- _TO DO_:
[a] Repeat word for word the part of the article about Mordie Rochlin starting with "December 19, 2018" and going on through "that it's mesmerizing.".
[b] In the article about Mordie Rochlin, rewrite the paragraph that begins "A tax and estates lawyer" more briefly, keeping its main facts.

- _QUOTED TEXT_:
Paul Weiss Partner, Who Retired 35 Years Ago, Still Works in Office at Age 106
At age 106, Mordie Rochlin doesn't have the stamina to fight the holiday traffic. That's why you won't find him at the Paul, Weiss offices near Rockefeller Center until after the new year.
December 19, 2018 at 09:45 AM
6 minute read
The original version of this story was published on New York Law Journal
When he turned 106, Mordie Rochlin, dressed impeccably in a suit, held court for more than two hours at his favorite neighborhood restaurant, the Toledo, as Paul Weiss chairman Brad Karp and a handful of guests listened in rapt attention.
A tax and estates lawyer who retired 35 years ago but still works at the office, Rochlin is the only man alive who knew all five Paul, Weiss, Rifkind, Wharton & Garrison name partners. And whether he's recalling hearing tenor Enrico Caruso singing “Over There” at a war bonds rally, watching a horse-drawn fire carriage race down Columbus Avenue, leaving first grade early to celebrate Armistice Day or learning of the death of legal legend Louis Stixx Weiss, he recreates the moment in such vivid detail that it's mesmerizing.

- _LISTED ENTRIES_:
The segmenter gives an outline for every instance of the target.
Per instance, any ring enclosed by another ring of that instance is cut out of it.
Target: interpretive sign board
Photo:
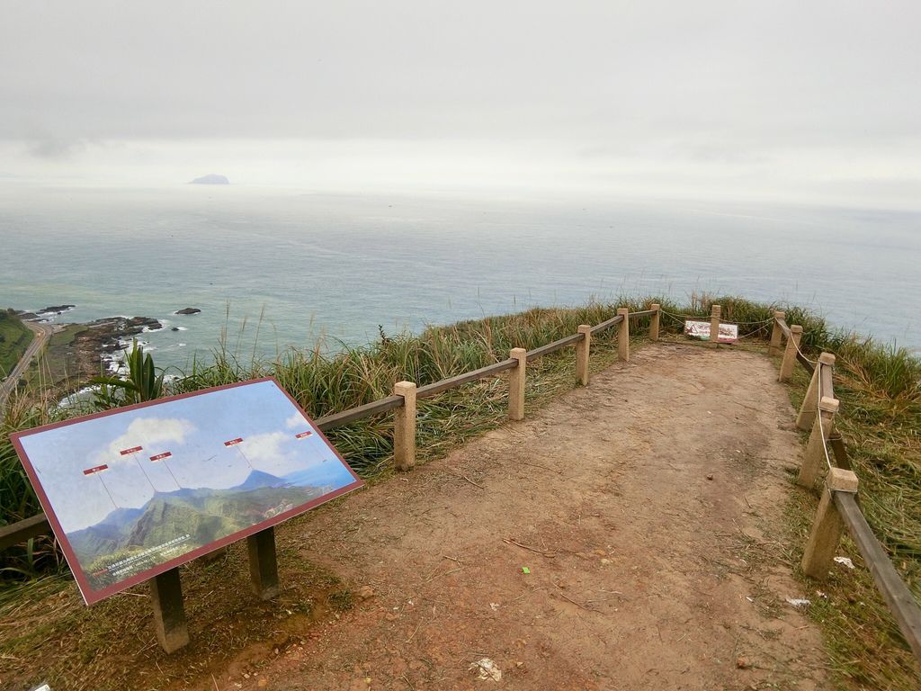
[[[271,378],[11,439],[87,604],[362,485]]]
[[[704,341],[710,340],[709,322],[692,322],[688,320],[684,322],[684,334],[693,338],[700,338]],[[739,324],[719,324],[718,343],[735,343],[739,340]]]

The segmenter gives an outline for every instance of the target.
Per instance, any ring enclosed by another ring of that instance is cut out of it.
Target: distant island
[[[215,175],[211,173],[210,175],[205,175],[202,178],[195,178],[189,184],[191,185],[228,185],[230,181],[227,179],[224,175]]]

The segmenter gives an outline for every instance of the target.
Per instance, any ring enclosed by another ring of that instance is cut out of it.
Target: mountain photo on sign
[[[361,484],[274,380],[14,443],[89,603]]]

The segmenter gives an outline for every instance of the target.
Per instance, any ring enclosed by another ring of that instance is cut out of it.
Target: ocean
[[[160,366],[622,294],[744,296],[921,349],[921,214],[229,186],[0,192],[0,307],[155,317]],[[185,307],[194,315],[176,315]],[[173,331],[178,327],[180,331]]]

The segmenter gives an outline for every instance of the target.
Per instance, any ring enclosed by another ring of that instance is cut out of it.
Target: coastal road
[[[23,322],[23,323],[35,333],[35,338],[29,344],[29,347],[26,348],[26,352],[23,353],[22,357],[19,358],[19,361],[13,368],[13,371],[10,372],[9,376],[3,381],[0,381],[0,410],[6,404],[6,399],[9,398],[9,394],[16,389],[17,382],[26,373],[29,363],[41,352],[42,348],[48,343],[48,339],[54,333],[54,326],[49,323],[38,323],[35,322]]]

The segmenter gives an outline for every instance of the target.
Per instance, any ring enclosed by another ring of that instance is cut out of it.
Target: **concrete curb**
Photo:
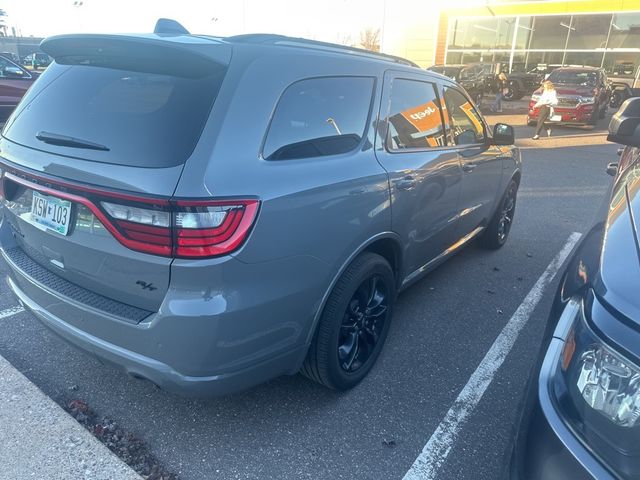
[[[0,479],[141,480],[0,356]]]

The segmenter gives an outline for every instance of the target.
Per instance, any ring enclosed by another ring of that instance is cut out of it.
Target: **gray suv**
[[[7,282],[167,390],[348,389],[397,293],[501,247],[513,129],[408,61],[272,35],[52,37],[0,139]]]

==

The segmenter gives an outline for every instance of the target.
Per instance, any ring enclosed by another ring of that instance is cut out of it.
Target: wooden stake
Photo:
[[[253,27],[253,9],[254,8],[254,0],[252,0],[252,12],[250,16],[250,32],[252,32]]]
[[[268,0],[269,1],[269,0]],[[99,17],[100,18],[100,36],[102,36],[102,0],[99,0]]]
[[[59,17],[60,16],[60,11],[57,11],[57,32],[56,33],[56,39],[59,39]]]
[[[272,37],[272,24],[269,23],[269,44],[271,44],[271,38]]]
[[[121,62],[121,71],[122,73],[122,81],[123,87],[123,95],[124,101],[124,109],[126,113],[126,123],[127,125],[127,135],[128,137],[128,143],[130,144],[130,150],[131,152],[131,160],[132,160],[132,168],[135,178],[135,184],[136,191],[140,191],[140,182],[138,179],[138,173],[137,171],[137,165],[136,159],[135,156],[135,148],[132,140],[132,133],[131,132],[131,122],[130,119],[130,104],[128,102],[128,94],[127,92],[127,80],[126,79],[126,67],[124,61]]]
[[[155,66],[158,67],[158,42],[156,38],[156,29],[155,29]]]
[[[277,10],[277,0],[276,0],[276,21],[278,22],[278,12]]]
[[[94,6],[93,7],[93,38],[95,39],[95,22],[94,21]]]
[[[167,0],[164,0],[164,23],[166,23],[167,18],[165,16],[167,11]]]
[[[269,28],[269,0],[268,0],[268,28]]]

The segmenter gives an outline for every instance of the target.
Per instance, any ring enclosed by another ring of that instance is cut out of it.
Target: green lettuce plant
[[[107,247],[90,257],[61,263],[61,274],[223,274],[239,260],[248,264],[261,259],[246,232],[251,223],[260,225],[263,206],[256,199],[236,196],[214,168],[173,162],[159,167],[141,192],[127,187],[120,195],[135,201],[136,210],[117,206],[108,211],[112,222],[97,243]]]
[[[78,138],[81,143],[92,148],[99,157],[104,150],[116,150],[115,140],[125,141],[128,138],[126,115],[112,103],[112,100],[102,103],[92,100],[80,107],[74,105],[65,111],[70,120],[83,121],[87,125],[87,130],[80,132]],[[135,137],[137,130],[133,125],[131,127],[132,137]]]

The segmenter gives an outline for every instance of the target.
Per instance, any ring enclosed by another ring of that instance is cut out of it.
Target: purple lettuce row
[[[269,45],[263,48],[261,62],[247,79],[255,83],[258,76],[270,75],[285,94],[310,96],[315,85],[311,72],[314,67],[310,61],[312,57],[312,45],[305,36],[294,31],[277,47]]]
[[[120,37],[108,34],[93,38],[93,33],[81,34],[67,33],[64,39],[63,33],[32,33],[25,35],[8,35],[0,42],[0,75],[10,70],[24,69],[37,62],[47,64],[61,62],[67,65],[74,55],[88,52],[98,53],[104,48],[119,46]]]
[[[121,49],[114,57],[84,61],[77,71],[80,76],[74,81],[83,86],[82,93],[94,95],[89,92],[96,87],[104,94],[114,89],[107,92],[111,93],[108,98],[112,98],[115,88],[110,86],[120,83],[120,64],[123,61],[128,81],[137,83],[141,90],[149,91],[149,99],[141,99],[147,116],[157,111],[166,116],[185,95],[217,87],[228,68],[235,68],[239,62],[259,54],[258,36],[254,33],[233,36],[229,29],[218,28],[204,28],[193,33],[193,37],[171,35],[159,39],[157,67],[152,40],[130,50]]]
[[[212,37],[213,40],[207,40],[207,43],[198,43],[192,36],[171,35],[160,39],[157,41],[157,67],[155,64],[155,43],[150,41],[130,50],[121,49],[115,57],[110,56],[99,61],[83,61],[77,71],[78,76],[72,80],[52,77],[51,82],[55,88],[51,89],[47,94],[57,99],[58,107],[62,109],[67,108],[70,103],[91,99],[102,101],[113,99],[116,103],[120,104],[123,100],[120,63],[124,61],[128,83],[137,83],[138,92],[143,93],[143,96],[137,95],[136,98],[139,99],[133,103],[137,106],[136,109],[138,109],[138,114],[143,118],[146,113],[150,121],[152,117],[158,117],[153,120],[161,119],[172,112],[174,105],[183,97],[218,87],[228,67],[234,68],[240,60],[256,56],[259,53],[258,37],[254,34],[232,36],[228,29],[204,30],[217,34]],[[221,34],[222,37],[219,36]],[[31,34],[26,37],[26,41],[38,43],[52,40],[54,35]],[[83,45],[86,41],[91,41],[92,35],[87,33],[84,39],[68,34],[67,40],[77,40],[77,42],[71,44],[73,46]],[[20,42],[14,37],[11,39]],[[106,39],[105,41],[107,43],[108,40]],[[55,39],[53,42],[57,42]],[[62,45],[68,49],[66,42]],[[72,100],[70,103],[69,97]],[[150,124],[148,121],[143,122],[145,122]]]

- _SOLVED PROBLEMS_:
[a]
December 19, 2018 at 09:45 AM
6 minute read
The original version of this story was published on New York Law Journal
When he turned 106, Mordie Rochlin, dressed impeccably in a suit, held court for more than two hours at his favorite neighborhood restaurant, the Toledo, as Paul Weiss chairman Brad Karp and a handful of guests listened in rapt attention.
A tax and estates lawyer who retired 35 years ago but still works at the office, Rochlin is the only man alive who knew all five Paul, Weiss, Rifkind, Wharton & Garrison name partners. And whether he's recalling hearing tenor Enrico Caruso singing “Over There” at a war bonds rally, watching a horse-drawn fire carriage race down Columbus Avenue, leaving first grade early to celebrate Armistice Day or learning of the death of legal legend Louis Stixx Weiss, he recreates the moment in such vivid detail that it's mesmerizing.

[b] Rochlin is a tax and estates lawyer who retired 35 years ago but still works at the office. He is the only living person who knew all five name partners of Paul, Weiss, Rifkind, Wharton & Garrison. He recreates past moments in mesmerizingly vivid detail. These include hearing Enrico Caruso sing "Over There" at a war bonds rally, watching a horse-drawn fire carriage race down Columbus Avenue, leaving first grade early for Armistice Day, and learning of Louis Stixx Weiss's death.